• WORK REQUIRED
Search the entries for the word "wheel" and copy each line that has it.

• SUPPLIED MATERIAL
____________________

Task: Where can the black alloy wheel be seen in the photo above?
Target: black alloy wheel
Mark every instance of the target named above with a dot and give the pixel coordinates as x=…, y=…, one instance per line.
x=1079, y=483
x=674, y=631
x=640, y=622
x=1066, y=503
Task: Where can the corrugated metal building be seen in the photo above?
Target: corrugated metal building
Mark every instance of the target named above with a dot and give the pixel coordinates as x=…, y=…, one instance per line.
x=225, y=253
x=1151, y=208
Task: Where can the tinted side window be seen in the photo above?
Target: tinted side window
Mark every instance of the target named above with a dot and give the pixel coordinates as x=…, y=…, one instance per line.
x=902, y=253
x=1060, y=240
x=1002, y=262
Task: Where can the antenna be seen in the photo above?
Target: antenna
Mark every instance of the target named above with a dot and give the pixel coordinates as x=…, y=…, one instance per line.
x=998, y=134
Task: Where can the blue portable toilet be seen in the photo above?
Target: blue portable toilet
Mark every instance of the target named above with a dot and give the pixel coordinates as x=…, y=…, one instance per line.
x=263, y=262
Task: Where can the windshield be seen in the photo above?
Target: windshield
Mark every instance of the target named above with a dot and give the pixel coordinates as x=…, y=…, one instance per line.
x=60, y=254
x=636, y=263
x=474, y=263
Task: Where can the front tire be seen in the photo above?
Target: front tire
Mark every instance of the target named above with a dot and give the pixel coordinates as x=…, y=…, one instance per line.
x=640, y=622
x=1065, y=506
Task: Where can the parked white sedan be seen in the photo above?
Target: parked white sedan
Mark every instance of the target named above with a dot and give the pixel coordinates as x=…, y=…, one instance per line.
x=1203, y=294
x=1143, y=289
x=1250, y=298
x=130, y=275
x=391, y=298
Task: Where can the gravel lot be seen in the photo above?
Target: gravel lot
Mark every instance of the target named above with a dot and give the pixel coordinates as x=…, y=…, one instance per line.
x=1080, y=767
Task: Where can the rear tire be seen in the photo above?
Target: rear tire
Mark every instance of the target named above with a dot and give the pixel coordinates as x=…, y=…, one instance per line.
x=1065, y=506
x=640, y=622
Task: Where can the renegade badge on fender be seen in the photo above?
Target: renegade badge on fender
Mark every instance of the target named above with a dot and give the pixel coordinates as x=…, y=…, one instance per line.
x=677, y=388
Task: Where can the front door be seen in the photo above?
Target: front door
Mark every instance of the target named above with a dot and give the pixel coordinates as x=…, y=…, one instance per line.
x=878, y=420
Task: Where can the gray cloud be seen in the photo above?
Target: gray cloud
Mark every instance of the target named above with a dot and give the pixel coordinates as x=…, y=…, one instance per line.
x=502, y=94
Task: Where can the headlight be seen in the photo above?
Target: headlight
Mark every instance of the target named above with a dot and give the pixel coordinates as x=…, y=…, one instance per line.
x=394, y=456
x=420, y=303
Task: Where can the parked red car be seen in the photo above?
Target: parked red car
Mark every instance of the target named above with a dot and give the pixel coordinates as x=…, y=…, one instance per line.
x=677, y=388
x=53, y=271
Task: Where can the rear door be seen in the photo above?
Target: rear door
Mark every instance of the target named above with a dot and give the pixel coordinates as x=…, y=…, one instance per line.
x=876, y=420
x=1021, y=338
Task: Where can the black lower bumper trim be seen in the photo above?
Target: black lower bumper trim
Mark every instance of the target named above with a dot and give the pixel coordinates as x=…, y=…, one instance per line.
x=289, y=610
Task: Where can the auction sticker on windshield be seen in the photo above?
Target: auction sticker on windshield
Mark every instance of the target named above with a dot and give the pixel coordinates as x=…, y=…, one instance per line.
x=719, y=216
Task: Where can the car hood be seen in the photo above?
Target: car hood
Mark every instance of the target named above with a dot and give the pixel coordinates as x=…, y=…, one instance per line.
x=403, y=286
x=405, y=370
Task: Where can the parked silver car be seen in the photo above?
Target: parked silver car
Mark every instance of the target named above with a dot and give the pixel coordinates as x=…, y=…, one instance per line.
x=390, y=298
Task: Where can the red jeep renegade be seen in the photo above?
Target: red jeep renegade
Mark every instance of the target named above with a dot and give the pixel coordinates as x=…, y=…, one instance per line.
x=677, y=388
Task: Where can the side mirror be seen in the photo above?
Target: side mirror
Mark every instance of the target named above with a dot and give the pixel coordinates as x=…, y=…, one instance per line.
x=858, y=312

____________________

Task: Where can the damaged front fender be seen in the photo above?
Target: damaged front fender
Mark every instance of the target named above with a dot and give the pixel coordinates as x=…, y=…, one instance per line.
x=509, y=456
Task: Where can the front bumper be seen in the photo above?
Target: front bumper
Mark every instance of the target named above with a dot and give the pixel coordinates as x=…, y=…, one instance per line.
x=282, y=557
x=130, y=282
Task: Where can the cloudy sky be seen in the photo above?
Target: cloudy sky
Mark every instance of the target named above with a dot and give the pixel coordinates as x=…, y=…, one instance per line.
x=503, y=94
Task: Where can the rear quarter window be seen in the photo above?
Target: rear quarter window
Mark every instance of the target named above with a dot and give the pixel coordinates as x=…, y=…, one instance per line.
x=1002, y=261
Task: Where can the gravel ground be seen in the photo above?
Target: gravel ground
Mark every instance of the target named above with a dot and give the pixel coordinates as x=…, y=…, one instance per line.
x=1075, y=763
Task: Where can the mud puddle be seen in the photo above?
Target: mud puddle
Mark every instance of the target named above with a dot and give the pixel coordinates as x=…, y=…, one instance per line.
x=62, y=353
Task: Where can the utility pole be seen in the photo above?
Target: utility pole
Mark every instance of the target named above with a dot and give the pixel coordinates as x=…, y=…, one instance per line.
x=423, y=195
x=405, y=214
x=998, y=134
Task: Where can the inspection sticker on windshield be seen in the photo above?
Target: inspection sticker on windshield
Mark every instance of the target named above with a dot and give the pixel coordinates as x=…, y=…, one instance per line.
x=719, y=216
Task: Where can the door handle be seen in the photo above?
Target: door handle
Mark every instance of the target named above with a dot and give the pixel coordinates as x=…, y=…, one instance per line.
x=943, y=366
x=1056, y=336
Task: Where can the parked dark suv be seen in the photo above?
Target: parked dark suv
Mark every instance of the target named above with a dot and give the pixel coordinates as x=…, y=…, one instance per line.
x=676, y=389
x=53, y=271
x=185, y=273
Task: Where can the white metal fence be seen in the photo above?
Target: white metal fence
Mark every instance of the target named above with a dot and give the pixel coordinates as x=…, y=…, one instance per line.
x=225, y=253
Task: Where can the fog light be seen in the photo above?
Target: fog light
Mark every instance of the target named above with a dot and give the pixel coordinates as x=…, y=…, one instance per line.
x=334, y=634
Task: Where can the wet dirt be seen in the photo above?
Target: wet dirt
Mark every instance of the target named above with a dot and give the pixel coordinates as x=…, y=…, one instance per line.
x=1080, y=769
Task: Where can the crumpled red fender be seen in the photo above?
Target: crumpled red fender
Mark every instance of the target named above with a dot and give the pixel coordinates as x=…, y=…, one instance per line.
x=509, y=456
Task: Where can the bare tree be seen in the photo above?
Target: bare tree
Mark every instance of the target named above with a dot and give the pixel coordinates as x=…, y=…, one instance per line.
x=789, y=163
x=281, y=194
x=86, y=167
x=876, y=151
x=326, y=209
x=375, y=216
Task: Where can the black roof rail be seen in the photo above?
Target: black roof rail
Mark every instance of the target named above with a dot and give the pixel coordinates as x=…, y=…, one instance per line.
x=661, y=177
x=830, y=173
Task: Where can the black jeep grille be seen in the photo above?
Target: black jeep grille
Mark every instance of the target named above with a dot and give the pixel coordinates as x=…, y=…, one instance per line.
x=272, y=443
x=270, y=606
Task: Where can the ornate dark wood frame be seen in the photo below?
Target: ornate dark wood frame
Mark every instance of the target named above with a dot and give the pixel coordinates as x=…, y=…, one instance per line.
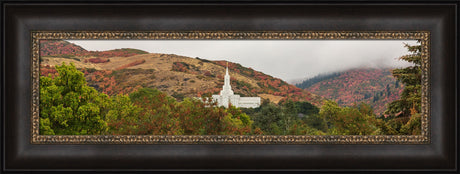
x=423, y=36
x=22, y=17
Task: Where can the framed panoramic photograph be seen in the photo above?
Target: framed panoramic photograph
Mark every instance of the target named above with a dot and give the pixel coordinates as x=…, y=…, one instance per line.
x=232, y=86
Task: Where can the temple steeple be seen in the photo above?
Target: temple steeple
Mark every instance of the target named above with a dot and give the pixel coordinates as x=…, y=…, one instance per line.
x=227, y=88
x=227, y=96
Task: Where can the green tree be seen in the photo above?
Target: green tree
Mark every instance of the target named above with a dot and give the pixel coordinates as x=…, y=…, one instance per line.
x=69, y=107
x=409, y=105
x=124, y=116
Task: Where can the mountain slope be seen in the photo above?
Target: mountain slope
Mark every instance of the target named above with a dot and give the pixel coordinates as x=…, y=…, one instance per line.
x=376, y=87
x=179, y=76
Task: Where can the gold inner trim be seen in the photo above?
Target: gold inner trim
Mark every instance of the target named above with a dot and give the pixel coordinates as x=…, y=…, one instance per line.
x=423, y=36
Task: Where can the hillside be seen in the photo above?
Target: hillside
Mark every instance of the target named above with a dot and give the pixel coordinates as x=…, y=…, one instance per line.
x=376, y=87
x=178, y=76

____________________

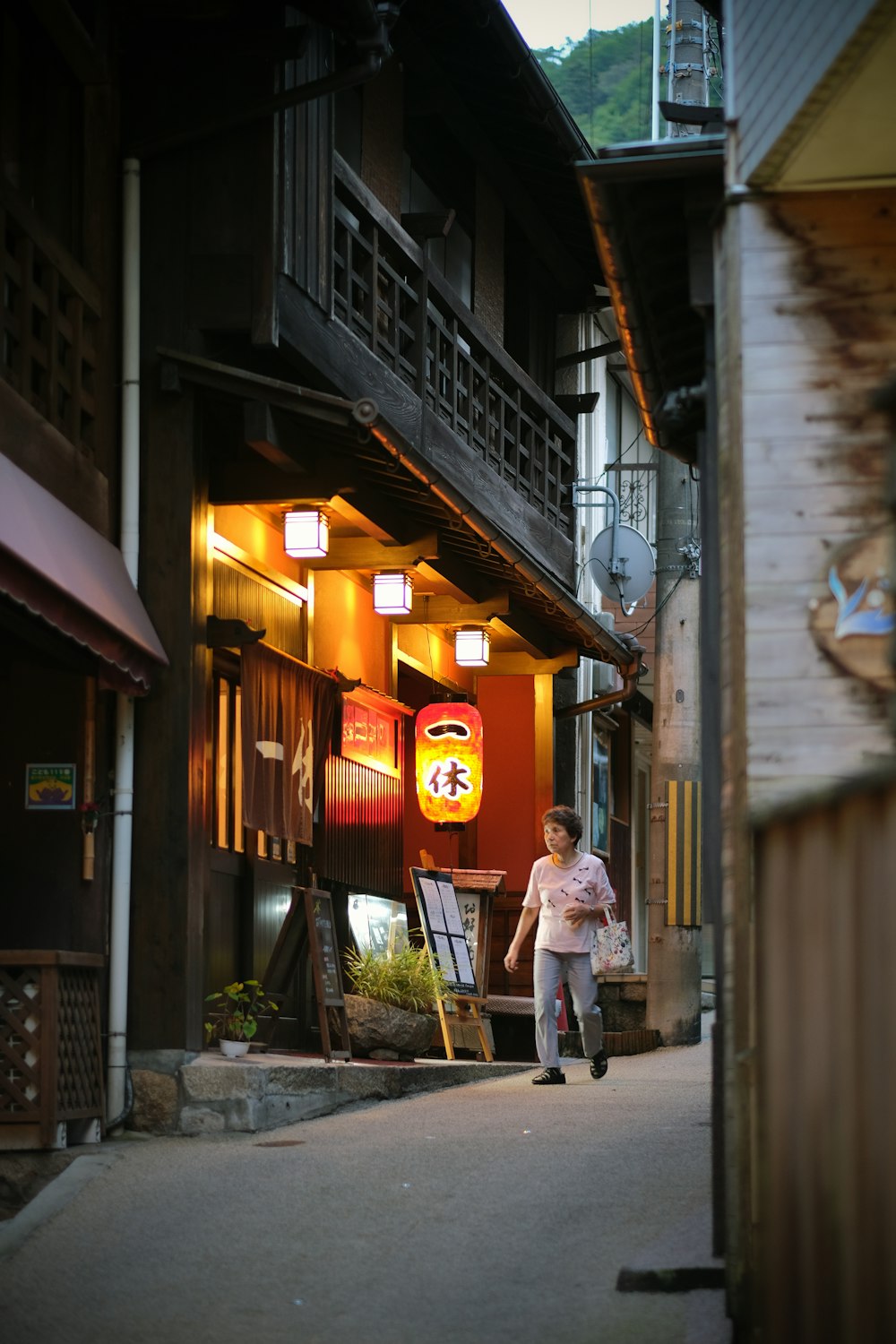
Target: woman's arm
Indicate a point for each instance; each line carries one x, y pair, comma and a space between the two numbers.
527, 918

____________________

• PROBLEM SOLUTION
Task: Where can the black alloy wheel be seen in the photo above?
Target: black alloy wheel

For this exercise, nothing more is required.